Top of GIVEN INFORMATION

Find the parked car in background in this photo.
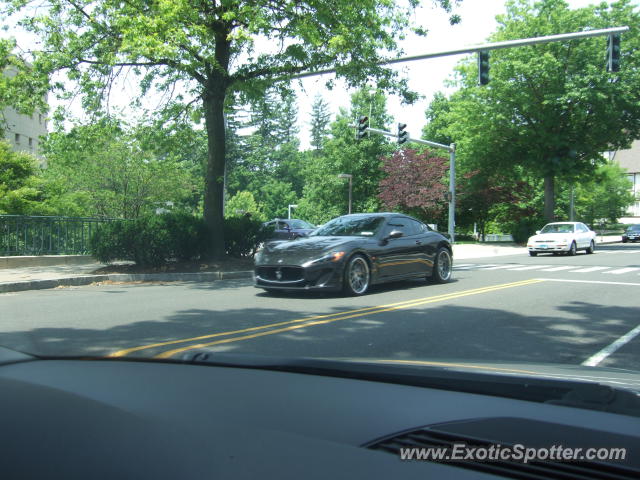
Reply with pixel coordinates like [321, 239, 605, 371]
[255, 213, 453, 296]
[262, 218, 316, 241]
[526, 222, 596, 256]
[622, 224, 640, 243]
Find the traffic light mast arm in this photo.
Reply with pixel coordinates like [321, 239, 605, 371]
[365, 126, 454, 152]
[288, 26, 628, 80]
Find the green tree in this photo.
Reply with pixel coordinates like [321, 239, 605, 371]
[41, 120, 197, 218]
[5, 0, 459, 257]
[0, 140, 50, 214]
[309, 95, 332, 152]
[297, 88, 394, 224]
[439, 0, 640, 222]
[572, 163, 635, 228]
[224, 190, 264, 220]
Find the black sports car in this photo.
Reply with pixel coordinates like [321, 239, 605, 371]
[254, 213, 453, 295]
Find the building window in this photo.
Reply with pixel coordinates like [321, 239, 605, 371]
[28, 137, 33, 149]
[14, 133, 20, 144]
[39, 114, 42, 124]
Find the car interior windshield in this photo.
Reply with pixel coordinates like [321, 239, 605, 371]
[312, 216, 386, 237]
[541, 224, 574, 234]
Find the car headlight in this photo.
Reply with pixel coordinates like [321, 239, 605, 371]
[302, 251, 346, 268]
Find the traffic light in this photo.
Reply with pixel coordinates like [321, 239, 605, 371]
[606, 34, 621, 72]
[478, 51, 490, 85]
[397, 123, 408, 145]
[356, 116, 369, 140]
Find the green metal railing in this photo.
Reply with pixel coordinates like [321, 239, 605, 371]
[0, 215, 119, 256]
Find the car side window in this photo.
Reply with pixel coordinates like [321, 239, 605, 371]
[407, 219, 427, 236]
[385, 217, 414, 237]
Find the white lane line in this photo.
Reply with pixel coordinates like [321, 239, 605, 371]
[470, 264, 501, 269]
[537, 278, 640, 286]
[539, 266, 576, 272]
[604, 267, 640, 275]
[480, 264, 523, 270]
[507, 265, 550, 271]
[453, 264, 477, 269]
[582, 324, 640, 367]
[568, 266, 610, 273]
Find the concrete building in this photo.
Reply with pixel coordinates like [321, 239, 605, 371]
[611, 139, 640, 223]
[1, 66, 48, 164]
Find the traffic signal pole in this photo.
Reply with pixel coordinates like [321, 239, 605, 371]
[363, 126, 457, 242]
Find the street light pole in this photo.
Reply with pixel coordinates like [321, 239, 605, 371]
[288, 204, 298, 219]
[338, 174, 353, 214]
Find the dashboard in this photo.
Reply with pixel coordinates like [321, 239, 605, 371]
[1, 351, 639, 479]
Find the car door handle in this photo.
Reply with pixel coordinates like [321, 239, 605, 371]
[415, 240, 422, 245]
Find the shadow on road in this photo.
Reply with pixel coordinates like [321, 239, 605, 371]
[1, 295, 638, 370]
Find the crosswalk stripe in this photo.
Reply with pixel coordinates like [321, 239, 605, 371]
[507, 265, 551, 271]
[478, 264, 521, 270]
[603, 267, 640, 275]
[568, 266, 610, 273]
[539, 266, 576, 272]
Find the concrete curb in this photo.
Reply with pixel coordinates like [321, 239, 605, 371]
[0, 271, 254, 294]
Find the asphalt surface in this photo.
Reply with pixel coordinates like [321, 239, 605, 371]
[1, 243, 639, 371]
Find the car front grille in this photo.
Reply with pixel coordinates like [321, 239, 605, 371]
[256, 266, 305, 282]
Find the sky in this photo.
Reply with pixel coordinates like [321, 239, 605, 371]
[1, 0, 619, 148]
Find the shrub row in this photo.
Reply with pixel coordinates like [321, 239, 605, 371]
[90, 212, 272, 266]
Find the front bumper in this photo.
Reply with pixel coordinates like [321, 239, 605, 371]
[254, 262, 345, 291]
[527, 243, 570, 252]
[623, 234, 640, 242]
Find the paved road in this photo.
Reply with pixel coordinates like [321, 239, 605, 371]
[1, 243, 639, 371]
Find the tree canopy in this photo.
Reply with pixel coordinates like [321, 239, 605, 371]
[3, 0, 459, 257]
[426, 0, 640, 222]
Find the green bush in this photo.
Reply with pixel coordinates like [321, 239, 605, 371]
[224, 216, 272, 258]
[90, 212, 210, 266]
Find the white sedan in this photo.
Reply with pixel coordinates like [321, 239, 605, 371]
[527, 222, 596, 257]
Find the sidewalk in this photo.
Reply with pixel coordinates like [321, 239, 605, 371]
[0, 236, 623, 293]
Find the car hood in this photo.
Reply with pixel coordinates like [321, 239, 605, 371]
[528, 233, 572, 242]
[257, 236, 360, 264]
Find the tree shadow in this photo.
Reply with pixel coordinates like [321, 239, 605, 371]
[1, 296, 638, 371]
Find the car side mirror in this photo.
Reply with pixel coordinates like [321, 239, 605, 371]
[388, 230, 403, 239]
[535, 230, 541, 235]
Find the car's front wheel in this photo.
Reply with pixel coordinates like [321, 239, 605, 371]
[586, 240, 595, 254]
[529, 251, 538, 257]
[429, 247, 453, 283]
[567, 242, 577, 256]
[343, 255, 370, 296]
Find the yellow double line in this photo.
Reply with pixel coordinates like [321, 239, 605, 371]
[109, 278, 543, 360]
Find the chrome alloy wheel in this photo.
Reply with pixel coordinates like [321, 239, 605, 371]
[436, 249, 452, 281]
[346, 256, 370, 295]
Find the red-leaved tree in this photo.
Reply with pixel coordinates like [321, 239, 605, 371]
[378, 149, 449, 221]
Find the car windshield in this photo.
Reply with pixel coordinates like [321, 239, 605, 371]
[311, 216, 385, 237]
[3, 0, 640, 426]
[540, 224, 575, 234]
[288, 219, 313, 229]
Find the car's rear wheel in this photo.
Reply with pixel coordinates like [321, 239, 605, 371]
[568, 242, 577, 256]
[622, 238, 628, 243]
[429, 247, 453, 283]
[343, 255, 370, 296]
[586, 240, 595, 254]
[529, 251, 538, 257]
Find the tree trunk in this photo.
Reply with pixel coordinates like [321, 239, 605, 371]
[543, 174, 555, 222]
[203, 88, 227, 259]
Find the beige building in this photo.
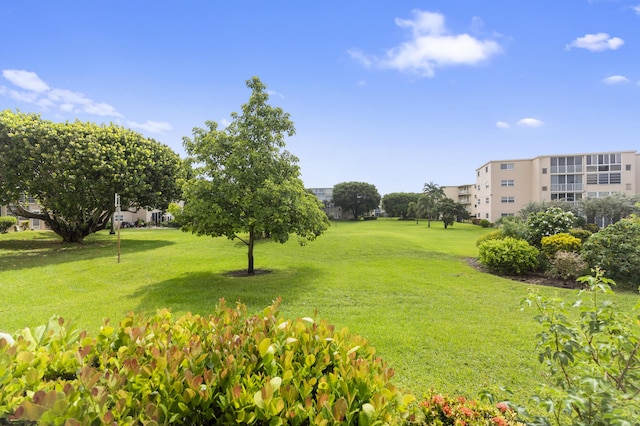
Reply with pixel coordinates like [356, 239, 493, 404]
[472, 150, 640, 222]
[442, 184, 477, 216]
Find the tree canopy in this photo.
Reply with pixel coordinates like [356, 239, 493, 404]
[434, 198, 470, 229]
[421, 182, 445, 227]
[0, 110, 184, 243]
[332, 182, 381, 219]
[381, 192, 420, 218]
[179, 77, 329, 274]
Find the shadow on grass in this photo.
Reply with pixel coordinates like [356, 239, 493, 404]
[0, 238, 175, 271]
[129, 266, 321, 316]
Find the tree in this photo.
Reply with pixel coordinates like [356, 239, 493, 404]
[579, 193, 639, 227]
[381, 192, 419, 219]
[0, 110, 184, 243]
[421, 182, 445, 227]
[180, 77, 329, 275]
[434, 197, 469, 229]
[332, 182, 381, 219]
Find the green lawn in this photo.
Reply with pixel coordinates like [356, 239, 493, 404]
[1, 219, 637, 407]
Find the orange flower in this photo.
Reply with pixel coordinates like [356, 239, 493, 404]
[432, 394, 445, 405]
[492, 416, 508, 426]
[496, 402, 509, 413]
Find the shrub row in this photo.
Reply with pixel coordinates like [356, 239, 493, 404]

Bottom of GIVEN INFORMATION
Top of GIVEN INFORMATION

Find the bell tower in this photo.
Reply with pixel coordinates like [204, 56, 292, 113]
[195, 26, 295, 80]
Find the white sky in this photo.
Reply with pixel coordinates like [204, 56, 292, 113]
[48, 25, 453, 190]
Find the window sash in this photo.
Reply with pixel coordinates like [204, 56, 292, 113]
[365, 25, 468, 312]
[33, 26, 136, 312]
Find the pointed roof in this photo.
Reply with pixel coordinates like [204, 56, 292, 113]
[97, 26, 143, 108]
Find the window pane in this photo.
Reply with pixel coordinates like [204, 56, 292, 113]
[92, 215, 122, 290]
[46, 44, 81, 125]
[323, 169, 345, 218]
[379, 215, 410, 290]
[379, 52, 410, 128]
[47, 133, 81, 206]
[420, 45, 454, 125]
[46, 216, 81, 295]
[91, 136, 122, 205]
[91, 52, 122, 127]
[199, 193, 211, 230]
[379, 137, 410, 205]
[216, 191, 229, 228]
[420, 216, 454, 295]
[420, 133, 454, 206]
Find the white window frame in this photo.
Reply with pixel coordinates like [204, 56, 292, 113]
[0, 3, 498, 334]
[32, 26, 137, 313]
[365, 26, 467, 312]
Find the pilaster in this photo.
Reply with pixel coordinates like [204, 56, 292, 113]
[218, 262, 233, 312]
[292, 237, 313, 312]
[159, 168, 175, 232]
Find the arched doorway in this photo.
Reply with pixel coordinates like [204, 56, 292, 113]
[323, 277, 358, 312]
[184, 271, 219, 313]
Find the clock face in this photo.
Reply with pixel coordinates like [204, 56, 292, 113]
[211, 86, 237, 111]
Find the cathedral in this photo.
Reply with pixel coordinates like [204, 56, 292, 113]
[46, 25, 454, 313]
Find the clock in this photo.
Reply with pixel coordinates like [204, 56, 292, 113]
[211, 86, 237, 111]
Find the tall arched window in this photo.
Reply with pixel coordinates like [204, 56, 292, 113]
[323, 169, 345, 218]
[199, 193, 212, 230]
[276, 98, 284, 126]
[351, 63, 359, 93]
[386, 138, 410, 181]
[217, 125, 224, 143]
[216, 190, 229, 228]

Bottom of GIVEN INFORMATION
Top of GIVEN INFORMATION

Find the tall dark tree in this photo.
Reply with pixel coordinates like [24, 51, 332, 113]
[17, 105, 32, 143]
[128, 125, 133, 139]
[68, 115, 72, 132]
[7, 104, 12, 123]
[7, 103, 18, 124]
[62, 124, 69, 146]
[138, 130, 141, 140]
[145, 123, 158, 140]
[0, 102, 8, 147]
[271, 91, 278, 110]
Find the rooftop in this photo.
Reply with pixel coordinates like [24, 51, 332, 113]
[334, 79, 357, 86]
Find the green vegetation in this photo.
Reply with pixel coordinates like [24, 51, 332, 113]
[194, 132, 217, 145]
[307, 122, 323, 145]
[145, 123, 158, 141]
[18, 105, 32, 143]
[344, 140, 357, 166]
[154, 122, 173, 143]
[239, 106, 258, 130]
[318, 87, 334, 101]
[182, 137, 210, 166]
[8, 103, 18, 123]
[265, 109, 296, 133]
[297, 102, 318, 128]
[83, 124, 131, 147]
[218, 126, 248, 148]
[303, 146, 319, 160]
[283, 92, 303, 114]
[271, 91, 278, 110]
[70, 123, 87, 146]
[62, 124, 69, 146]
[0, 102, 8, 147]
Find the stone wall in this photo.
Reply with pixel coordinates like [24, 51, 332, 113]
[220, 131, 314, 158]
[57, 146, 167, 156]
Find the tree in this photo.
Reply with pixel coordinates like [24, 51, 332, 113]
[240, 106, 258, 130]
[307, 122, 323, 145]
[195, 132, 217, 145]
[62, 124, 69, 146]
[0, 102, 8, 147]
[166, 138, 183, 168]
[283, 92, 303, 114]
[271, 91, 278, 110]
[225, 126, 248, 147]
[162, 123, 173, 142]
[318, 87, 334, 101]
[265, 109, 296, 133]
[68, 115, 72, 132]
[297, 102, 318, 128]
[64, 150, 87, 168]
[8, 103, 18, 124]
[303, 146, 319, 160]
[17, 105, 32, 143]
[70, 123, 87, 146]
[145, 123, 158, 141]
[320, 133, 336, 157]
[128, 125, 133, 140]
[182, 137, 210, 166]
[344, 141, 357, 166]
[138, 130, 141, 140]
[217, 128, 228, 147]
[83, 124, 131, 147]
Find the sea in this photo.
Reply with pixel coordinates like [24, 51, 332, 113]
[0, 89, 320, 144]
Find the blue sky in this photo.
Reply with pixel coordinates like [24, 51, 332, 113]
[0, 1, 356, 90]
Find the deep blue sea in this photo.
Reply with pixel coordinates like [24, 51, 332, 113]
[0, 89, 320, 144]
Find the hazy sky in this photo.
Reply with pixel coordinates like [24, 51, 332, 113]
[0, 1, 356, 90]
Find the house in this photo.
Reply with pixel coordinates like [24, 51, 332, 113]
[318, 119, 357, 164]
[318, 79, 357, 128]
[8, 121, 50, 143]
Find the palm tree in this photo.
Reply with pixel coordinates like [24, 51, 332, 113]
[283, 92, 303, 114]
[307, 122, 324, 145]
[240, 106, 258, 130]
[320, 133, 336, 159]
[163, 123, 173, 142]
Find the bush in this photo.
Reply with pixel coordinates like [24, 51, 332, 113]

Bottom of GIVEN INFORMATION

• WHAT YOU SHOULD DO
Copy every line of the material above in which the string "bush" can be found.

• RESULT OF THIS EXERCISE
Find the green bush in this photo.
Find the bush in this photo.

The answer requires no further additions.